### DOCUMENT SECTION
Understanding sound levels

I’m preparing to record a book I’ve written. I’m using a Blue Snowball Mic, Voicemeeter and Audacity on a Windows 10 OS. I’m using my walk-in closet (to avoid background noise) as a makeshift studio. My gut is telling me I’m okay, since I can play the sample file I’ve recorded through my desktop system set at the same volume I normally use while at my computer, and the voice quality sounds pleasant.

I’m confused by instructions in the ACX guide “Each file must measure between -23dB and -18dB RMS.” I want to be sure I’m recording close to that so it won’t end up overprocessed after I’ve put in all that effort recording 100,000 words. The problem is that I don’t know how to read what I’m seeing in Audacity as I record. I’ve attached a screenshot of a bit of the recording’s waveform on Audacity.

I’m seeing the bulk of the recording being at .25 to -.25. Spikes go no further than .5.
What does this mean relative to the ACX guide calling for -23dB and -18dB RMS?

I am new to all this jargon and trying to catch up as quickly as I can so I can get this job done. Hopefully, I don’t need a degree in audio recording to figure all this out adequately to accomplish this task.

Thanks for any help.

I don’t need a degree in audio recording to figure all this out adequately to accomplish this task.

You [tapping gently on shoulder] are the recording engineer. You don’t have to be. You can do this for real by showing up at an actual studio with a real recording engineer and walk out with an excellent voice track easily convertible to ACX specifications. People do that. You don’t need a studio big enough for the Boston Symphony Orchestra, either. A local company here has hire-on studios just big enough for what you’re doing.

A poster not too long ago was giving Home Recording a shot after doing it the legacy studio way for their books. It was a surprise. “So that’s what those people behind the glass do.” You are warned not to do experiments in the middle of a book. ACX puts great stress on chapter to chapter matching.

Less obvious is room noise and echoes. Having a good quiet room is a Really Big Deal.

Your illustration is probably fine. The goal is blue waves roughly half-way tall (0.5) or a little less. Viewing the bouncing sound meter, that works out to -6dB to -10dB. Note shooting specifications and submissions are different. Very few people announce right into submitted chapters.

We publish both tools to change your sound to match ACX and measuring tools to see how you’re doing. And there’s always the forum if it all goes into the mud.

Make a test clip of about 20 seconds or so and publish it on the forum. It is strongly urged that you work in mono (one blue wave) and not stereo (two blue waves). There’s instructions how to get there in this post.


Room Tone is the noise the room is making with you making no sound. ACX includes Room Tone as part of its submission specs, so you have to get that right. -60dB Room Tone (from the specifications) means the background sound needs to be about 1000 times quieter than your voice. That’s significant and that’s why you’re in the closet (so to speak).


I don’t want to have to get an audio recording degree, but I do already have a filmmaking degree. I would thoroughly enjoy learning some new techie biz, though, so I AM wanting to learn this. I just want to limit it to what I actually will need to learn relating to my project at hand. I also do not have the budget for anything other than DIY at this point.

I just discovered the bouncy green bar. Playing back my sample, it’s averaging around -12db to -20db. Is that too quiet? I also discovered the Recording Volume and Playback volume sliders. Should I experiment with the recording volume until it is at -6db to -10db range? Should the playback volume then match whatever the recording volume turns out to be?

### SET TASKS
1. In the forum thread on sound levels, what RMS range does the ACX guide require each file to measure?
2. Pull out every line in the rows below that contains the word "wall".

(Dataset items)

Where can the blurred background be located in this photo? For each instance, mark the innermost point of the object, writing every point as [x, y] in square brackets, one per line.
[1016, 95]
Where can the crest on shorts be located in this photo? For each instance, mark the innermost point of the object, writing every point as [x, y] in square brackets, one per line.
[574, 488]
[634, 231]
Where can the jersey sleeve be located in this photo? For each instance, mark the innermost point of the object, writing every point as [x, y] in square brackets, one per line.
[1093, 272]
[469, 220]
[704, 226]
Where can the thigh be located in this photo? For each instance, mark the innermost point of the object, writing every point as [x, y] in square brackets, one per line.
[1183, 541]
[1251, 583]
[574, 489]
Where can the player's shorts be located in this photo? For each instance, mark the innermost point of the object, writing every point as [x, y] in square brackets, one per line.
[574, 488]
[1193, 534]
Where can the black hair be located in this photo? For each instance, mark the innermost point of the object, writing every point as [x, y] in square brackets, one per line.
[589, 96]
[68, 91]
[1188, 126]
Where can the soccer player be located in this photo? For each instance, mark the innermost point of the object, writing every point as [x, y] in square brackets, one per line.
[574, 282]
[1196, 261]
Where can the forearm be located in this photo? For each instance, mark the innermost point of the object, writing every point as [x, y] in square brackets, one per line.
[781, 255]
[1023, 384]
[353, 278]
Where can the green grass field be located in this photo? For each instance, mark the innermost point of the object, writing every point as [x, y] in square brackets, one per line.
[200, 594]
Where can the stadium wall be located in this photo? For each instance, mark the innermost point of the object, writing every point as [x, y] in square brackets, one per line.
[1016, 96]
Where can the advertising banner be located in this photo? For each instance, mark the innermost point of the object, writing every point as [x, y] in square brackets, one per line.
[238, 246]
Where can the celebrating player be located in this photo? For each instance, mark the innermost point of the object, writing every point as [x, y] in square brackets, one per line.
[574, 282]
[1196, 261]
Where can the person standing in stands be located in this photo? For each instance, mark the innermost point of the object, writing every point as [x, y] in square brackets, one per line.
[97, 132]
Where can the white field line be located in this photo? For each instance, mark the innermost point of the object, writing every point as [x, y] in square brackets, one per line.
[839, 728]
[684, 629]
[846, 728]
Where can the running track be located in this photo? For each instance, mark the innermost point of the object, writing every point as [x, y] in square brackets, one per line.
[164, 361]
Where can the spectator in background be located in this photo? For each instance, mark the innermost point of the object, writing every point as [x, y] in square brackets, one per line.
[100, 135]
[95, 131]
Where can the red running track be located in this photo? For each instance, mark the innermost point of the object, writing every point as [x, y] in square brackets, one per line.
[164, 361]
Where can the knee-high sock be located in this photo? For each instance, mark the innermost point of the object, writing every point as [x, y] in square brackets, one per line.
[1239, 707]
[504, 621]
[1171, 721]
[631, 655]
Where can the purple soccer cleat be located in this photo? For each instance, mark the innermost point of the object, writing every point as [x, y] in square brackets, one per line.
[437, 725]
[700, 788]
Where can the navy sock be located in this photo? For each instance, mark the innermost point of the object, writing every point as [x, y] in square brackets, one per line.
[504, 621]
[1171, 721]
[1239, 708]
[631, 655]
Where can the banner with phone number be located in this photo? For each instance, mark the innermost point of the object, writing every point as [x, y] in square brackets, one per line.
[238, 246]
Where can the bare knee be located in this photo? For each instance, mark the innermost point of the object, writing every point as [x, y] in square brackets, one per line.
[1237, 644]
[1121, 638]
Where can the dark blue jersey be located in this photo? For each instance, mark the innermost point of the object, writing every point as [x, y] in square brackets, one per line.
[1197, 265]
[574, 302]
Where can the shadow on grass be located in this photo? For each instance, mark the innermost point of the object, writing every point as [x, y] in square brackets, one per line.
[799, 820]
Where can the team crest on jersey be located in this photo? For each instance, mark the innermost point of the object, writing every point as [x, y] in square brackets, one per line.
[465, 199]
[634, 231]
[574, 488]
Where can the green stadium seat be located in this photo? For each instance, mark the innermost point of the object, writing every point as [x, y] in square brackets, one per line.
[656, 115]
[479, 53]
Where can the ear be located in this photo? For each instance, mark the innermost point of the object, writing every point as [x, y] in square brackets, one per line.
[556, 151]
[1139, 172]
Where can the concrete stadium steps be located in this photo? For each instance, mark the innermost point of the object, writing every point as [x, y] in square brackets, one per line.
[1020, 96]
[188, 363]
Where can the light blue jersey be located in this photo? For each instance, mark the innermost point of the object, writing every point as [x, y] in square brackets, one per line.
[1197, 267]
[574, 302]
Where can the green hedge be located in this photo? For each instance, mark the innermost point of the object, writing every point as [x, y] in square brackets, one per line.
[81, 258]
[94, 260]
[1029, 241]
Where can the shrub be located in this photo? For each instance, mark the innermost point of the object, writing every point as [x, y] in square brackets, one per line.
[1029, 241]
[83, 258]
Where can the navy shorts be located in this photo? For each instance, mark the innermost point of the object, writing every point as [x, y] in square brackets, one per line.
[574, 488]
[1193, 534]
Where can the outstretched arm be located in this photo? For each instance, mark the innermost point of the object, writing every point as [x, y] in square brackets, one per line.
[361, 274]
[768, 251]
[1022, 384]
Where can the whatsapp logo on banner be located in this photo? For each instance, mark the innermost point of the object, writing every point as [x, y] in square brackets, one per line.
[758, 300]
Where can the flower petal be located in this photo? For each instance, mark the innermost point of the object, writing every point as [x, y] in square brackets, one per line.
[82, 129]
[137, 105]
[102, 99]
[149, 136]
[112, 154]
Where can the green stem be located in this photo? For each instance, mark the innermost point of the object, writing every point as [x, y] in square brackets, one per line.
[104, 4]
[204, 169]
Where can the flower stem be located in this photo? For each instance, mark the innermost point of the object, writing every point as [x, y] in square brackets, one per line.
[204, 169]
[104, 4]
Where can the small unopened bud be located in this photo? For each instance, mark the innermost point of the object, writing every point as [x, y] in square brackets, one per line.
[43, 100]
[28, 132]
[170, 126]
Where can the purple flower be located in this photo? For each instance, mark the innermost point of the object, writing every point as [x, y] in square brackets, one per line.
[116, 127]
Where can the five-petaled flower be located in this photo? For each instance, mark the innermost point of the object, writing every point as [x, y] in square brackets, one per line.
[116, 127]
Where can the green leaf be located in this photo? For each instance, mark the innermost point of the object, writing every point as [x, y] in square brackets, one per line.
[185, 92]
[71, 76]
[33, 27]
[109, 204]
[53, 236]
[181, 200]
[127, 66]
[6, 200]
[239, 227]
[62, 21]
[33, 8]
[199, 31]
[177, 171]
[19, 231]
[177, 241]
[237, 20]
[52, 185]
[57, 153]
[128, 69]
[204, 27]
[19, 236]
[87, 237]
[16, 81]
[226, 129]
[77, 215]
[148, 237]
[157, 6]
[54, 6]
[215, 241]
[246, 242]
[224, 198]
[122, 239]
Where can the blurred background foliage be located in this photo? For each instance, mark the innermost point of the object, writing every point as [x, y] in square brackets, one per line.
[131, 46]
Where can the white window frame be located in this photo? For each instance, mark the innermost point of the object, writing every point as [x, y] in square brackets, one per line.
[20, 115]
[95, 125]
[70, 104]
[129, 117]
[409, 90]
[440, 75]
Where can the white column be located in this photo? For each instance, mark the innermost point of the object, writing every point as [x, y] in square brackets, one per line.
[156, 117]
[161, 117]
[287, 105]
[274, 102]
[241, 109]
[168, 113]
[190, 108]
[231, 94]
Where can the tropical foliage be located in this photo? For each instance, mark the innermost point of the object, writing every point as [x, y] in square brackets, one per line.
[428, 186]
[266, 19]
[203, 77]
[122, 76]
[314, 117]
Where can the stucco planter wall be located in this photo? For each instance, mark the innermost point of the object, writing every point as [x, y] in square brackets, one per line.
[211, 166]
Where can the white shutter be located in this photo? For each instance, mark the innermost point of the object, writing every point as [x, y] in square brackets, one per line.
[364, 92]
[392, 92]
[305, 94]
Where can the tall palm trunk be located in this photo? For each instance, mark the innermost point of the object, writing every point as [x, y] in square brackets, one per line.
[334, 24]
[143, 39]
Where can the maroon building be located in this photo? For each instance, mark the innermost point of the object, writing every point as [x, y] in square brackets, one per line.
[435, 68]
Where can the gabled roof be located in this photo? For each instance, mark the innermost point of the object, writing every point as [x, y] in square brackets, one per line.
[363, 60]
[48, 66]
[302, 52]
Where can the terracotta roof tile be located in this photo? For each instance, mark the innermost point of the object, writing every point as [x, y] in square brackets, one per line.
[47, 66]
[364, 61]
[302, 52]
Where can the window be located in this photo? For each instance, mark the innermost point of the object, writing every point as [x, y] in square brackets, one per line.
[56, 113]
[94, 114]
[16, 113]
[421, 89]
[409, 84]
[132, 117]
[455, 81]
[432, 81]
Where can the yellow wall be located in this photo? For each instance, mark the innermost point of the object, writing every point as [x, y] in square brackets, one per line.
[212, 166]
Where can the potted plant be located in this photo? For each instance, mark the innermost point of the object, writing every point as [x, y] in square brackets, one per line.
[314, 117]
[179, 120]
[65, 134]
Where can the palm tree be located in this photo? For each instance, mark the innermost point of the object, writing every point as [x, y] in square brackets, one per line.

### RESPONSES BY TASK
1. Each file must measure between -23dB and -18dB RMS.

2.
Where can the stadium wall be located in this photo? For each instance, mark the innermost point of the object, writing every point as [x, y] in square brackets, one per line.
Where can the stucco planter wall be located in this photo? For each instance, mark the innermost point of the object, writing every point as [x, y] in square brackets, one per line.
Where can the yellow wall be located in this photo? For each instance, mark the innermost point of the object, writing every point as [x, y] in square brackets, one per line.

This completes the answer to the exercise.